● **EXERCISE TASK 1**: Put the stretch of the records from the line containing "outline distant shoreline, every instance" through the end of the records into a JSON list of strings, one string per line, with blank lines omitted.

● **SOURCE TEXT**:
# # # # #

Photo: Armed SWAT team police led by PROTEX, a state agency dealing with human trafficking, labor and sex exploitation, abusively raiding Buenos Aires Yoga School (Credit: Bitter Winter)

ARGENTINA: Hate speech and intolerance: the case of a philosophical yoga school (II)

The US Annual State Department Report on Religious Freedom around the world and the US Commission on International Religious Freedom (USCIRF) should grant more attention to anti-religious hate speech in Argentina.
See Article I HERE.

Spanish version

This article was originally published by Bitter Winter under the title “Anti-Cult Repression in Argentina 2. PROTEX and Pablo Salum” (18 August 2023)

It is time for the U.S. Department of State, USCIRF, and other international institutions to condemn human rights and freedom of religion abuses by PROTEX.

 

by Willy Fautré, director of Human Rights Without Frontiers

HRWF (19.08.2023) – In the first article of this series, I discussed the cooperation between the special anti-trafficking Argentinian agency PROTEX and the professional anti-cultist Pablo Salum.

The latter’s favorite technique is to interview and weaponize so-called “survivors” and victims of any religious or belief community, that he labels with the magic repulsive word “cult,” and to publicize their—unverified—declarations on YouTube and social media. These disgruntled former members are supposed to reflect the hidden, true horrible face of various religious or belief groups, including inside mainline religions. The style is tabloid and populist. The objective is to be a source of breaking news, create the buzz and draw attention to his own person.

Anybody wanting to settle scores with a religious or belief movement he or she had problems with, directly or indirectly, is welcome on the YouTube channel of Salum, as it was also the case with a former member of the Soka Gakkai, a Japanese Buddhist movement.

Pablo Salum also directed PROTEX to attack the Christian lay movement “Cómo vivir por fe” (How to Live by Faith), the Argentinian branch of the Australian new religious movement “Jesus Christians” making a vow of poverty. The manipulation by Salum of a former member raising the specter of forced organ donation was denounced by the Argentinian judge who found no crime in the case, as Bitter Winter found out after some serious investigation.

In July last, PROTEX raided 38 centers of the well-known Evangelical NGO REMAR. Pablo Salum boasts, rightly or not, that he was “involved” in the operation but what is sure is that this crackdown in Argentina created a scandal in the Evangelical community internationally. REMAR is indeed a respected NGO specialized in the rehabilitation of drug addicts and (paradoxically) women victims of real trafficking. In several countries REMAR cooperates with the government. In Argentina, PROTEX claims that what they do is “trafficking”…

The harmful influence of Pablo Salum on religious tolerance in Argentina should not be underestimated.

# # # # #

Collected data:
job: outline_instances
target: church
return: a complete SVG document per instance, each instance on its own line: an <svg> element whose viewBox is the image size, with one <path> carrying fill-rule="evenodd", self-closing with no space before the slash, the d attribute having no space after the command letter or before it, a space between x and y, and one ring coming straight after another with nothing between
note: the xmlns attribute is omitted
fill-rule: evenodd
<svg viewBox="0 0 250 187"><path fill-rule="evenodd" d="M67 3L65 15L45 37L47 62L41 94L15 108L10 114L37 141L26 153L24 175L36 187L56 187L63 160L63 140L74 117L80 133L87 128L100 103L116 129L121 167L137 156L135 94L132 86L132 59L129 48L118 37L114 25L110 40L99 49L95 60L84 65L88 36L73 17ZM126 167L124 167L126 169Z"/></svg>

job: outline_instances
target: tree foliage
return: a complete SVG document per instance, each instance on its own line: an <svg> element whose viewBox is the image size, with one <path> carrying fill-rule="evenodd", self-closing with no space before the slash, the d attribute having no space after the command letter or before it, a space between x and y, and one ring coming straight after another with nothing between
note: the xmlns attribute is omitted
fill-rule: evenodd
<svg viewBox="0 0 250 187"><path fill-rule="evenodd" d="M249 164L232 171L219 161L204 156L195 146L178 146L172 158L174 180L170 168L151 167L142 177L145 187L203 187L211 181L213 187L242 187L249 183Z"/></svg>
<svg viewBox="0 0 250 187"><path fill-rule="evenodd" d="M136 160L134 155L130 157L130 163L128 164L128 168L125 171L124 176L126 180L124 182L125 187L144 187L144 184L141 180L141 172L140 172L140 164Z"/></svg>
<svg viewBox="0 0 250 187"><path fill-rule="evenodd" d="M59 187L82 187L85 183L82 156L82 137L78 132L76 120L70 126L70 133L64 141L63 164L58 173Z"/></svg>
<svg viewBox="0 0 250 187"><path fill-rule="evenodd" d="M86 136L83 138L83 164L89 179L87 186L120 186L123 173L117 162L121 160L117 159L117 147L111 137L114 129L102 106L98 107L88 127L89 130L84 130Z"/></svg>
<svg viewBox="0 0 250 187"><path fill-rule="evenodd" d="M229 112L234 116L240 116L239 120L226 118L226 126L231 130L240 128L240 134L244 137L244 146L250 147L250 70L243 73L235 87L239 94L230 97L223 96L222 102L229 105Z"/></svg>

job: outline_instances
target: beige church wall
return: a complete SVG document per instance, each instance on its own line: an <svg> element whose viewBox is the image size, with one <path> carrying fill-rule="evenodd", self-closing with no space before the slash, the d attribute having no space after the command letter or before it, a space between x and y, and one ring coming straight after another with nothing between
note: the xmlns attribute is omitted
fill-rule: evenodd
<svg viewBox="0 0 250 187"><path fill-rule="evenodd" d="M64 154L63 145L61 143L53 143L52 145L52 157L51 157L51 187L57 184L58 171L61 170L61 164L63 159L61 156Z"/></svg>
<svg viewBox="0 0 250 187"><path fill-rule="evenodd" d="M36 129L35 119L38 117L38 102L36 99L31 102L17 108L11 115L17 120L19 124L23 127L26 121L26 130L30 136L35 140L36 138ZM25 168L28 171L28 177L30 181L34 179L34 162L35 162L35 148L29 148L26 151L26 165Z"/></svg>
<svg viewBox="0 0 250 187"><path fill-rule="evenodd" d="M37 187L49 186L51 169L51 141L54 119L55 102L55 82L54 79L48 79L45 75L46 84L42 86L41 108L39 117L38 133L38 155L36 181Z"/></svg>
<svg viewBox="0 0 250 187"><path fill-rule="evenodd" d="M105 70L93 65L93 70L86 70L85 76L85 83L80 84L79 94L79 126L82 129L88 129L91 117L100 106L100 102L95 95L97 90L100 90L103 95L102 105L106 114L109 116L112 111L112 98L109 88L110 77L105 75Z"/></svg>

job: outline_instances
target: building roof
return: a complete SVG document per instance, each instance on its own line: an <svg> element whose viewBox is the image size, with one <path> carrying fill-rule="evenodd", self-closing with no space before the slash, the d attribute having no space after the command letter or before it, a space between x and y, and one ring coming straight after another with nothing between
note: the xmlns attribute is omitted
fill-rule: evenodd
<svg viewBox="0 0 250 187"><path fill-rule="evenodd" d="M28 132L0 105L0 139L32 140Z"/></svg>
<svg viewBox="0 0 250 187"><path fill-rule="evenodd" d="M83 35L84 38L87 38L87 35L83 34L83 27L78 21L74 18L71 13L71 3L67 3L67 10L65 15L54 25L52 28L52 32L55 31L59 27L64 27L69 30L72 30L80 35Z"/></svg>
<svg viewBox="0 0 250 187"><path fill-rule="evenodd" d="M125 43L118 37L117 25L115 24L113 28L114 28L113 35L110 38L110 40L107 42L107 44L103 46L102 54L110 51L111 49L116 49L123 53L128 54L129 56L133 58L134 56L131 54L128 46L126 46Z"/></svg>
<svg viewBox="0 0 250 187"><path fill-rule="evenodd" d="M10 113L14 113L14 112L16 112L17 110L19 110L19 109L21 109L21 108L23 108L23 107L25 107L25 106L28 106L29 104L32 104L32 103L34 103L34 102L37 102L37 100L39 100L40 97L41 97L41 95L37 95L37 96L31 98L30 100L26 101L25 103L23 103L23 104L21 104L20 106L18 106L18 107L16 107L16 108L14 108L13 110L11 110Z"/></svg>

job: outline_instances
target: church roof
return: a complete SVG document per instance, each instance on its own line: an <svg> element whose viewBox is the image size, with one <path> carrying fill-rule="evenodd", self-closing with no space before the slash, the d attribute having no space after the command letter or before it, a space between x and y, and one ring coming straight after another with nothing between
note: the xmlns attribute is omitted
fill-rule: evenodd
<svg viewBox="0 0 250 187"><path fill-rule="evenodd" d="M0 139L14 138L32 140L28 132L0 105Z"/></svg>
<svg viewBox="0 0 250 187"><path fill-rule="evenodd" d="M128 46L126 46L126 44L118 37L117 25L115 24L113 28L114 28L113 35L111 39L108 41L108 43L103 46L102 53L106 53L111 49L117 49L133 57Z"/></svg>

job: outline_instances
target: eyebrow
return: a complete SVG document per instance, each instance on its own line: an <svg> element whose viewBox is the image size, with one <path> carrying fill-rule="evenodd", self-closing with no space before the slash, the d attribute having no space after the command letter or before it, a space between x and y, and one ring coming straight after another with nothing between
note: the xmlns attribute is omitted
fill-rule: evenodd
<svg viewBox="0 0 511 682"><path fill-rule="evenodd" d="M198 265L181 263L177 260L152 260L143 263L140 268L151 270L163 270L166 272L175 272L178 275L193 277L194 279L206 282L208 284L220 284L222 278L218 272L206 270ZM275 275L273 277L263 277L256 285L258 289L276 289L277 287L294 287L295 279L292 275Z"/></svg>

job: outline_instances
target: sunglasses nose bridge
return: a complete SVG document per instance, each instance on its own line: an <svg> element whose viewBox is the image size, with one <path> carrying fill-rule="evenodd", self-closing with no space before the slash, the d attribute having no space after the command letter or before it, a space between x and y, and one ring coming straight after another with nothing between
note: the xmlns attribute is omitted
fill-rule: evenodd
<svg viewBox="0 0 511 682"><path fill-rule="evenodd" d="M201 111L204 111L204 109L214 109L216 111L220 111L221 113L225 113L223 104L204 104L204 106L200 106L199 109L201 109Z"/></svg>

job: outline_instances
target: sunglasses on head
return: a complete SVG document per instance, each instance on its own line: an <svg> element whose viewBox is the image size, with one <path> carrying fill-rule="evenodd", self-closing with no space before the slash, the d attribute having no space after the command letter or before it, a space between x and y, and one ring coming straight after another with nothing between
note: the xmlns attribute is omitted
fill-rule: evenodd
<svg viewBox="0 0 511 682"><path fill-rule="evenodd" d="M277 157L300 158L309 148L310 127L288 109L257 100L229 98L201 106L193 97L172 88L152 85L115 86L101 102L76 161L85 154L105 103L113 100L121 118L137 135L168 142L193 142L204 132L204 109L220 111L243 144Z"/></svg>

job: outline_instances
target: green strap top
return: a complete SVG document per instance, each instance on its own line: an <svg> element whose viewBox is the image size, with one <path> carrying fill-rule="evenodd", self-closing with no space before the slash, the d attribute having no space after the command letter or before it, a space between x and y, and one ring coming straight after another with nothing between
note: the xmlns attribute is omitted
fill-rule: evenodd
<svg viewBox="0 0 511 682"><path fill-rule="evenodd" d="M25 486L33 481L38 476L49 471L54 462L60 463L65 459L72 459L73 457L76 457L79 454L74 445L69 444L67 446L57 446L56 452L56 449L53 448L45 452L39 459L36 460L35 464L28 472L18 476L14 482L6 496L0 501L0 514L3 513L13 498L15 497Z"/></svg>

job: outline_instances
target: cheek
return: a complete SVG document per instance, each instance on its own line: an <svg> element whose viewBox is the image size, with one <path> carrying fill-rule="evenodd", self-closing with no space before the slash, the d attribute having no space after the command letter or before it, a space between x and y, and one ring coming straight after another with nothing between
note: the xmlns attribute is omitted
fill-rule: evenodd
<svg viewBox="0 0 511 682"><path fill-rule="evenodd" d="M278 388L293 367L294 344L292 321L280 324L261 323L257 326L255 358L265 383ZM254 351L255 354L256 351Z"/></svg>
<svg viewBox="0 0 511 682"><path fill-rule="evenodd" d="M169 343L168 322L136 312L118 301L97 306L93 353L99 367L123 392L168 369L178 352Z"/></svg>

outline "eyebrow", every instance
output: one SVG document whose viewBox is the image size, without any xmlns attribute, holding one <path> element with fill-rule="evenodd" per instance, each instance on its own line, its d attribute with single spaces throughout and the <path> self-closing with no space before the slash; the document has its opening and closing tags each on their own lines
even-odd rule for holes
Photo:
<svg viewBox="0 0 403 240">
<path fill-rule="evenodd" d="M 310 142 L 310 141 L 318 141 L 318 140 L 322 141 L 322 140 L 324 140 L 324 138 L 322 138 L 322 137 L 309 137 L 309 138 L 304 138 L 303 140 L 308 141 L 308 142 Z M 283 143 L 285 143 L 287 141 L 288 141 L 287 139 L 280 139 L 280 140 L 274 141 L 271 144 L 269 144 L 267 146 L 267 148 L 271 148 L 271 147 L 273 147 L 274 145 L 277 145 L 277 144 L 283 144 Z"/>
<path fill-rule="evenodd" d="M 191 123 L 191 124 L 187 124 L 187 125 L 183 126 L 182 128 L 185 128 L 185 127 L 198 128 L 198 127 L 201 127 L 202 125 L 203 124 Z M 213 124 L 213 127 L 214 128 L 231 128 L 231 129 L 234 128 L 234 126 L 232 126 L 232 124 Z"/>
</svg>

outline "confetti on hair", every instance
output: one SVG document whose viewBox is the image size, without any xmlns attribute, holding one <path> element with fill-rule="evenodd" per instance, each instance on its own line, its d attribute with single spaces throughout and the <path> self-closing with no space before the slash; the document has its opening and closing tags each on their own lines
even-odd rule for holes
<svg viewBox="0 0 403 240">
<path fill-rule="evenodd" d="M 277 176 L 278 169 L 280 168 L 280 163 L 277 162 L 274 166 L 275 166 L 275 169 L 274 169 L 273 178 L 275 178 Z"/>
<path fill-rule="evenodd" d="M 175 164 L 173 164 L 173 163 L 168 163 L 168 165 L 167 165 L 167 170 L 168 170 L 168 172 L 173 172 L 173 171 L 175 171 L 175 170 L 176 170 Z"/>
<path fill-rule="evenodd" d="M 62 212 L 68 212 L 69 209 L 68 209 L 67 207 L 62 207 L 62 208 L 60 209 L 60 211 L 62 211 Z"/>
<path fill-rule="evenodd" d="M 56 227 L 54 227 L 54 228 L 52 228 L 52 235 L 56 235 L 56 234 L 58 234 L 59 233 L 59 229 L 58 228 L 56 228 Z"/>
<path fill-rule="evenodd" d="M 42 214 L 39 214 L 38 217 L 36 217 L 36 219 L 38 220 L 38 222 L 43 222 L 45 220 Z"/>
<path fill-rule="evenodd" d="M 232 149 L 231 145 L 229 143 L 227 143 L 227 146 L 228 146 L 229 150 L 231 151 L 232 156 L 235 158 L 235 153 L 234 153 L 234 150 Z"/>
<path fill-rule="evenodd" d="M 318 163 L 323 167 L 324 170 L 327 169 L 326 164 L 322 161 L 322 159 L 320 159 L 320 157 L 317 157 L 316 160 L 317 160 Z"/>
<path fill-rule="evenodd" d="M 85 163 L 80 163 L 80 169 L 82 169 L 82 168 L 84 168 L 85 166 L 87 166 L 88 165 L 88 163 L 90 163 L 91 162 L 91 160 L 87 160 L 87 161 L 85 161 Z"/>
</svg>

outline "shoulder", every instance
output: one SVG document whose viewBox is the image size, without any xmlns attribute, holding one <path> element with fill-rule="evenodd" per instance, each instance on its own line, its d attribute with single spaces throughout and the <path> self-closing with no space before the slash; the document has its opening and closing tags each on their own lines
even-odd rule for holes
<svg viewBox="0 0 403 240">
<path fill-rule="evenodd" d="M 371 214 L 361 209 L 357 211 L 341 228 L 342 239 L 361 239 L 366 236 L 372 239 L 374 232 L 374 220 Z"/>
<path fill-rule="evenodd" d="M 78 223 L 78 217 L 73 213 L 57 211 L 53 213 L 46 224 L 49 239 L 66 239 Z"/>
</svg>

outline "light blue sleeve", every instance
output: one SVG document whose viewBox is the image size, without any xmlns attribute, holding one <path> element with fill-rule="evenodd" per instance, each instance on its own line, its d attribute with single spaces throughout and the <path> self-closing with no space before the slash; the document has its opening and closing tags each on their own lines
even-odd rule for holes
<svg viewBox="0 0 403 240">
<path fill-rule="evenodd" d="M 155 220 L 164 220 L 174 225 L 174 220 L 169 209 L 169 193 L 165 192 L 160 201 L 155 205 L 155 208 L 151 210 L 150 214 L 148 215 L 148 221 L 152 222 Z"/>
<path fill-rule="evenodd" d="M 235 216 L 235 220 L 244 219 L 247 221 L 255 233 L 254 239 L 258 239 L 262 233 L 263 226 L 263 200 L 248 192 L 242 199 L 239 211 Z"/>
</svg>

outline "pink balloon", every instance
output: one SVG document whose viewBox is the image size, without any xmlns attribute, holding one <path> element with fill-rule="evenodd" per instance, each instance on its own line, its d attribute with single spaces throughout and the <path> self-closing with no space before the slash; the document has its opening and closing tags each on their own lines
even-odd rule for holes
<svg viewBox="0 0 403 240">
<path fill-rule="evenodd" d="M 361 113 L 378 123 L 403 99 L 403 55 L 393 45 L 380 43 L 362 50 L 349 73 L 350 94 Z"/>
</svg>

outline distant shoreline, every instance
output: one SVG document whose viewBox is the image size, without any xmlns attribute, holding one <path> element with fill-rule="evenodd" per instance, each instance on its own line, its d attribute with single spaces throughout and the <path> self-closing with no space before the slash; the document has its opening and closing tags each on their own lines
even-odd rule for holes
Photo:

# # # # #

● **EXERCISE TASK 2**: Based on the article about PROTEX and Pablo Salum, say whether each statement agrees with it: (a) PROTEX raided 38 centers of REMAR. (b) The Argentinian judge found a crime in the "Cómo vivir por fe" case. (c) Soka Gakkai is described as a Korean Buddhist movement.

● **EXERCISE ANSWER 1**:
[
  "outline distant shoreline, every instance",
  "output: one SVG document whose viewBox is the image size, without any xmlns attribute, holding one <path> element with fill-rule=\"evenodd\" per instance, each instance on its own line, its d attribute with single spaces throughout and the <path> self-closing with no space before the slash; the document has its opening and closing tags each on their own lines",
  "even-odd rule for holes",
  "Photo:"
]

● **EXERCISE ANSWER 2**:
(a) Yes: "PROTEX raided 38 centers of the well-known Evangelical NGO REMAR."
(b) No: "the Argentinian judge who found no crime in the case"
(c) No: "a Japanese Buddhist movement"